• [Records provided]:
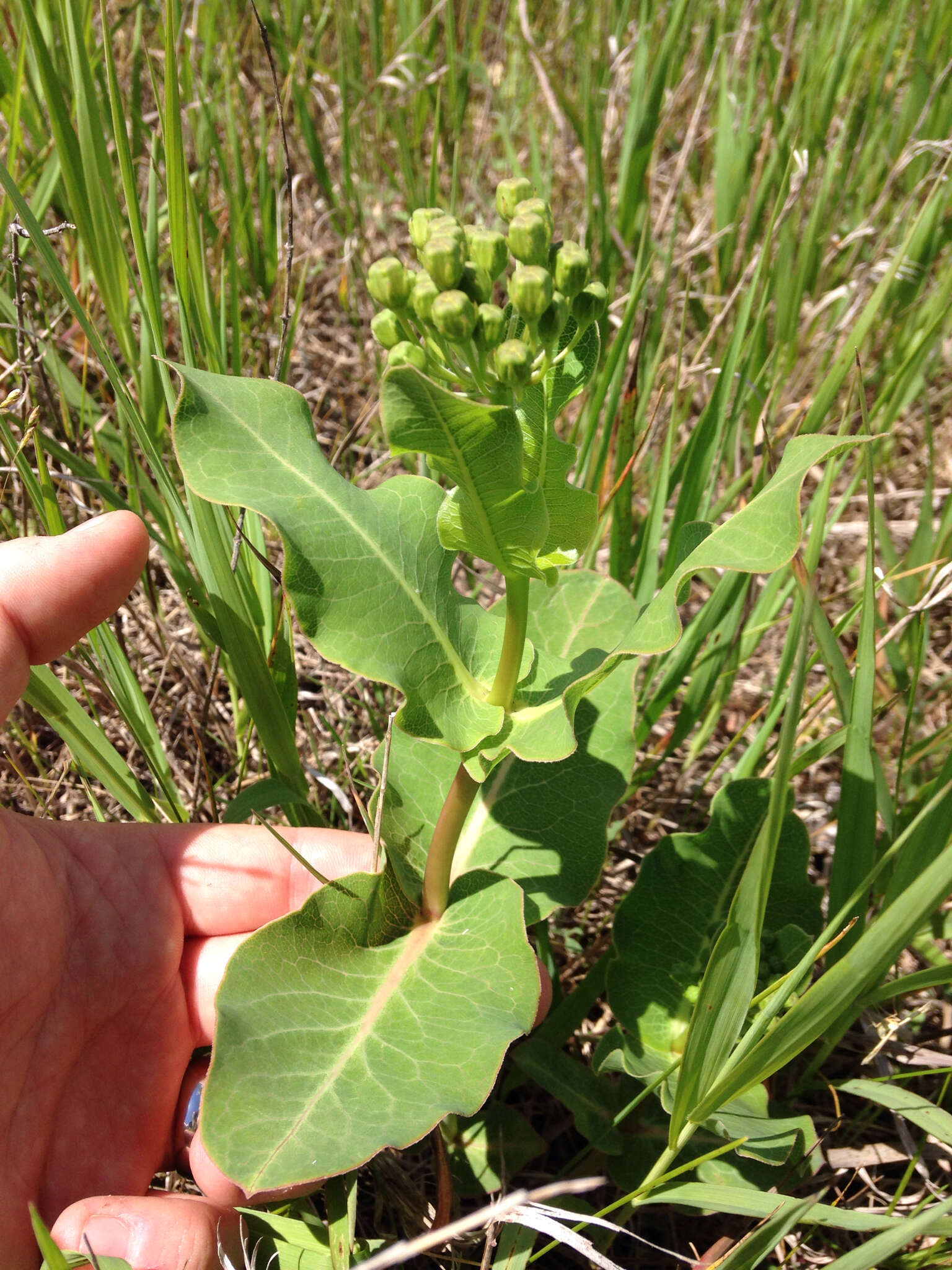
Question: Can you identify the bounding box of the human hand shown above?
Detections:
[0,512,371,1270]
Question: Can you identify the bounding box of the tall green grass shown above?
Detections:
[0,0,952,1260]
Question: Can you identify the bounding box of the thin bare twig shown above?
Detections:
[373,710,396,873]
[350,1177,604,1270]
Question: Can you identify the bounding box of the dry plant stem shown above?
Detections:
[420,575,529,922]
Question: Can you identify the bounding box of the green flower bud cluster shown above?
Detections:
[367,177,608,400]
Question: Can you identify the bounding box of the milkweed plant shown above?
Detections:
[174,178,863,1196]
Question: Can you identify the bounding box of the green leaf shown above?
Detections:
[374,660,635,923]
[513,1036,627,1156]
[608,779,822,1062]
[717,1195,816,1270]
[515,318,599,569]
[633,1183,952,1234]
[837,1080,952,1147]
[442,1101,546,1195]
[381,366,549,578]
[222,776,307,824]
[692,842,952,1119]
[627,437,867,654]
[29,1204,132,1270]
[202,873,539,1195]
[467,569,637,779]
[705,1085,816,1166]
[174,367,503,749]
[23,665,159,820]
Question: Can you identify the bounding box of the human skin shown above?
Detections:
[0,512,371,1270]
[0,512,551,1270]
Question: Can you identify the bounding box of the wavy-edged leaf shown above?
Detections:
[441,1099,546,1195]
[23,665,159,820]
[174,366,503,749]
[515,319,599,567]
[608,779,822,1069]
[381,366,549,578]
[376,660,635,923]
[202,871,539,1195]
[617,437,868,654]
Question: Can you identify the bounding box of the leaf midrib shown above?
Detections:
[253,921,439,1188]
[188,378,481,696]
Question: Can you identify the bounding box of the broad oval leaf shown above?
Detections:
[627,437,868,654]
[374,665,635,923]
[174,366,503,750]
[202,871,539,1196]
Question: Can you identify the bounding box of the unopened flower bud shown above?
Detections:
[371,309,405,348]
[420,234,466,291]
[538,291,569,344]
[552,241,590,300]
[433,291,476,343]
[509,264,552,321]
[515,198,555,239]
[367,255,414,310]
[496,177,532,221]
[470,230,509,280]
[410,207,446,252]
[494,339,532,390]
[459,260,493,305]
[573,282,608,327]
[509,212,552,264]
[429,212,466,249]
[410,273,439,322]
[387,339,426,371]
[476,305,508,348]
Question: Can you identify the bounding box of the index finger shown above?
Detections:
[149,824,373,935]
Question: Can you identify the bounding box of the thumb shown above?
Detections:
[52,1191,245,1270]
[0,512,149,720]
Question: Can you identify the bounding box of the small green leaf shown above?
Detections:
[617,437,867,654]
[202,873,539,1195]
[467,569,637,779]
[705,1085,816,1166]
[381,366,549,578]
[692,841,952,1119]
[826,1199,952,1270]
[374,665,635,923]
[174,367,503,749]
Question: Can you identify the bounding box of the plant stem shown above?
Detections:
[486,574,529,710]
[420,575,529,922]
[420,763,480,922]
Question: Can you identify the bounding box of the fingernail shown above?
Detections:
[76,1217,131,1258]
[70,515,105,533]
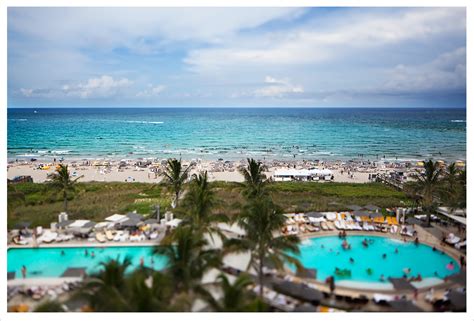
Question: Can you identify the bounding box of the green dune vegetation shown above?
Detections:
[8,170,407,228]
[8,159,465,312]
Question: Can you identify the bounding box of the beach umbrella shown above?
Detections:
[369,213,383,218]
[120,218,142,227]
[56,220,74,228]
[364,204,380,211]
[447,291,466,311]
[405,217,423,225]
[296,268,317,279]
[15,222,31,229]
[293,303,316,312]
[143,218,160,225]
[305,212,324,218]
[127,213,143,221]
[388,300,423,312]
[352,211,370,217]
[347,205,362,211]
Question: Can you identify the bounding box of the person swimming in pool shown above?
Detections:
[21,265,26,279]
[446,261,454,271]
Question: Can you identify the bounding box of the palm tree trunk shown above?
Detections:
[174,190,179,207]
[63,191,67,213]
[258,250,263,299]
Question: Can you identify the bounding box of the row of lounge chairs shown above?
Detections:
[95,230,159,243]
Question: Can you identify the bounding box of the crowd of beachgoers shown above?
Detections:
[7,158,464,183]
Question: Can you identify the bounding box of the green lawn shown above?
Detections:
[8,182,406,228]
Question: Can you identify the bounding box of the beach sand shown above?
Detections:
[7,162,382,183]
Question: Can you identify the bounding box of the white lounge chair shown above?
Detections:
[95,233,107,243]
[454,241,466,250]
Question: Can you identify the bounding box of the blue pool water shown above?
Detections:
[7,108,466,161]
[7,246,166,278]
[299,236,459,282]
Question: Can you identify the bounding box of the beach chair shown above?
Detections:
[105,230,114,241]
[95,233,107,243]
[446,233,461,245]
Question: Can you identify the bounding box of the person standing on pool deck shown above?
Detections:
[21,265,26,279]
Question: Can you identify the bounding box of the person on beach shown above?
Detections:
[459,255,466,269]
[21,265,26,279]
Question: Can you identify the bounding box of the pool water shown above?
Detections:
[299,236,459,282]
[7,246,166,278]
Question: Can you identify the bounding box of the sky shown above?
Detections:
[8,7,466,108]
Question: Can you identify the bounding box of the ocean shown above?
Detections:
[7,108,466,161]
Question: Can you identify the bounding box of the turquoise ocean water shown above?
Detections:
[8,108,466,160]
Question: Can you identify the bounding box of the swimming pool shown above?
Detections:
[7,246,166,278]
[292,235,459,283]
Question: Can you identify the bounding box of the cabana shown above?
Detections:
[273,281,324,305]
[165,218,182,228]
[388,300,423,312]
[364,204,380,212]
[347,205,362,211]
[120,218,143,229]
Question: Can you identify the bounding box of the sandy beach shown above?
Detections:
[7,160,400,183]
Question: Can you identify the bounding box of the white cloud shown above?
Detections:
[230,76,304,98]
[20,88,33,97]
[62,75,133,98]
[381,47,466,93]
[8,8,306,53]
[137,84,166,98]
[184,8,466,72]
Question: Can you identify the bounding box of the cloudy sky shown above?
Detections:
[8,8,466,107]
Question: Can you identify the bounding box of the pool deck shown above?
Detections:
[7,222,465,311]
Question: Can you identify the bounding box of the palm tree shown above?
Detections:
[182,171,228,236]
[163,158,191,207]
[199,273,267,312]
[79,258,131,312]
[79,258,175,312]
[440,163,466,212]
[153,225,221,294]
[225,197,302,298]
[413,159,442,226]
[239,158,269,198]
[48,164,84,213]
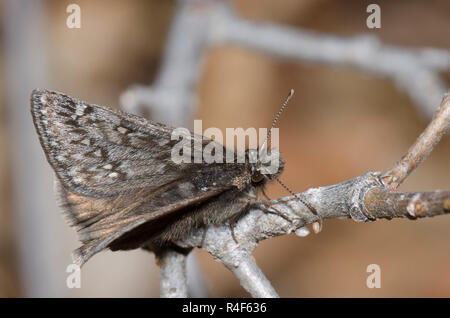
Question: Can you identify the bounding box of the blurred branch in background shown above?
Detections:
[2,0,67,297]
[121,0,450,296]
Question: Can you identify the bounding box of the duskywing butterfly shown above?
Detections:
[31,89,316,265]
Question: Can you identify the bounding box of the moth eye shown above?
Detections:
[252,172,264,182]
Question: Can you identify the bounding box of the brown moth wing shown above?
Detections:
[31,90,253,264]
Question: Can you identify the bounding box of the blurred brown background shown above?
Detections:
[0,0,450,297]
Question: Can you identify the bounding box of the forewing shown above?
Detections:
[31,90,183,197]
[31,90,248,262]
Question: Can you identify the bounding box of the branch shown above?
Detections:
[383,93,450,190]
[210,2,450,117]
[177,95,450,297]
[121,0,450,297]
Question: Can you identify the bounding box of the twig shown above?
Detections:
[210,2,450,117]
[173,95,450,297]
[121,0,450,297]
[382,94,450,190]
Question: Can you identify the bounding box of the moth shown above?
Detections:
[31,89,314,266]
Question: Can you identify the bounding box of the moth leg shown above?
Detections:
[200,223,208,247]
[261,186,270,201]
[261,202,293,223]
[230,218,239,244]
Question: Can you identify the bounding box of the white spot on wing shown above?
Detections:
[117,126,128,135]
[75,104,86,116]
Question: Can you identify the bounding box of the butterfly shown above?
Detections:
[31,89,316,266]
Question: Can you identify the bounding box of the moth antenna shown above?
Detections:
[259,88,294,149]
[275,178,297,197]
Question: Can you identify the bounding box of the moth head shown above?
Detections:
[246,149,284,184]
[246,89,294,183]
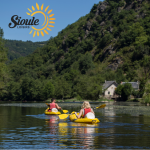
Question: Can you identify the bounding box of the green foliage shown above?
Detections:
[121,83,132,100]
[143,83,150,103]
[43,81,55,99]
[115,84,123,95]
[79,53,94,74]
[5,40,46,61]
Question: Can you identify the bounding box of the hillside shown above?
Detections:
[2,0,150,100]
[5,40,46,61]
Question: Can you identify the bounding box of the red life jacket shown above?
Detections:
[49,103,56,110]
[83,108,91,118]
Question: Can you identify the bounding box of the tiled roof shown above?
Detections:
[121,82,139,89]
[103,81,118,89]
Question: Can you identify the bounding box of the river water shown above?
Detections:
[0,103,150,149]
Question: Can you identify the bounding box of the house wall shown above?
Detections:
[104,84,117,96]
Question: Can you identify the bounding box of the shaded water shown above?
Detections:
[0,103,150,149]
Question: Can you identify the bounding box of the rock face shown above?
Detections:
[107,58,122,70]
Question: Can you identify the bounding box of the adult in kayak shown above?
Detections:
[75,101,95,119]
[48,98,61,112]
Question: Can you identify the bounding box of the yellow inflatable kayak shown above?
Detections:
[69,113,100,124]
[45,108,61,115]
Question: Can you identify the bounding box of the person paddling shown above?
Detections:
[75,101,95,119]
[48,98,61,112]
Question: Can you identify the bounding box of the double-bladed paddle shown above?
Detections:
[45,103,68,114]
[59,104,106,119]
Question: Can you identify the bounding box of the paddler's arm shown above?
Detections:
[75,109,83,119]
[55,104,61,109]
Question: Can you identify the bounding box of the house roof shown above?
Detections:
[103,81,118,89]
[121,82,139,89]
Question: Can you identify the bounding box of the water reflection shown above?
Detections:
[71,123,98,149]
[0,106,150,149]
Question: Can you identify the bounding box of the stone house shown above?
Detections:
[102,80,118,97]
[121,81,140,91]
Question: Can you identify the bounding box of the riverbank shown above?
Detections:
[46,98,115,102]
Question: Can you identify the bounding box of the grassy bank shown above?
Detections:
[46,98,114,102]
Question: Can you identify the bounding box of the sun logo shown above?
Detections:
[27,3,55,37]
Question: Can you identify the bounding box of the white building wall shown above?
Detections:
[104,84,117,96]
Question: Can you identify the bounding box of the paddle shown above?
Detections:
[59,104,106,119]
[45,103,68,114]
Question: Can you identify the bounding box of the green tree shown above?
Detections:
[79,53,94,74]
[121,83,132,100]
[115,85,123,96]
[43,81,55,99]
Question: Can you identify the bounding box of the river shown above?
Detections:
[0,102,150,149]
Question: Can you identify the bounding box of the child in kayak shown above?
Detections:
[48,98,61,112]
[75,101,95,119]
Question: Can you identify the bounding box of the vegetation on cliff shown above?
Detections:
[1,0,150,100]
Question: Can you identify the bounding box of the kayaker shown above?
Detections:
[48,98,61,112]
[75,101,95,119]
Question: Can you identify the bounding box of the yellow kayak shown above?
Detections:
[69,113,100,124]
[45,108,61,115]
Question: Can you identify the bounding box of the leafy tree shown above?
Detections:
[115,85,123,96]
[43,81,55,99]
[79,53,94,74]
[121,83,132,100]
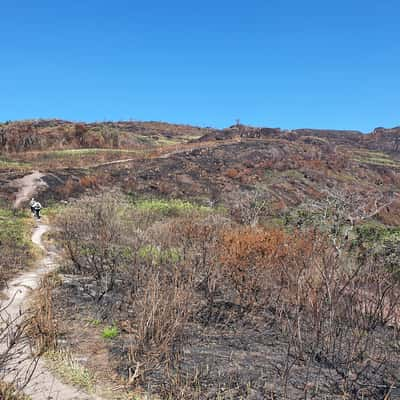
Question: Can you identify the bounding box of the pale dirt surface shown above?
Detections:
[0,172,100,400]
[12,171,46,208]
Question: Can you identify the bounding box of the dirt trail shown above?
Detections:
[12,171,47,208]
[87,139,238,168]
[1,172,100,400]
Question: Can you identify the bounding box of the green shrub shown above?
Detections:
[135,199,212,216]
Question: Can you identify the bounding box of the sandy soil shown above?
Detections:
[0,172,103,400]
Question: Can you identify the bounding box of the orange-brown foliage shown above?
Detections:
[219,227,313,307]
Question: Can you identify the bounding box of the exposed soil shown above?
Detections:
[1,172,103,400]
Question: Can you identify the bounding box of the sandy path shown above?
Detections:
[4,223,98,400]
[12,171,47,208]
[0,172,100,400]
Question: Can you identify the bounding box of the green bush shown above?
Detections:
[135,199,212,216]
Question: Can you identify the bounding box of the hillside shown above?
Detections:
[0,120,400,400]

• [What this task involves]:
Reproduce verbatim the items from the line containing "in background shown above?" up to and including the line containing "[230,218,239,244]".

• [Task response]:
Question: Can you identify the bounding box of the blurred branch in background shown above?
Detections:
[2,0,67,297]
[121,0,450,296]
Question: Can you identify the bounding box of the duskywing butterfly shown above?
Detections:
[31,89,316,265]
Question: Can you identify the bounding box of the moth eye shown above?
Detections:
[252,172,264,182]
Question: Can you identify the bounding box of the brown moth wing shown above?
Detections:
[31,90,253,264]
Question: Can you identify the bounding box of the blurred brown background shown above?
Detections:
[0,0,450,297]
Question: Can you identify the bounding box of the forewing shown above?
Detections:
[31,90,183,197]
[31,90,248,262]
Question: Can you identify the bounding box of the branch shown above?
Detections:
[383,93,450,190]
[210,2,450,117]
[177,95,450,297]
[121,0,450,297]
Question: Can you identify the bounding box of the twig shown above?
Detections:
[210,2,450,117]
[173,95,450,297]
[121,0,450,297]
[382,94,450,190]
Question: Can you identify the bounding box of the moth shown above?
Detections:
[31,89,314,266]
Question: Can you identify the bounding box of the moth leg shown above?
Detections:
[200,223,208,247]
[261,186,270,201]
[261,202,293,223]
[230,218,239,244]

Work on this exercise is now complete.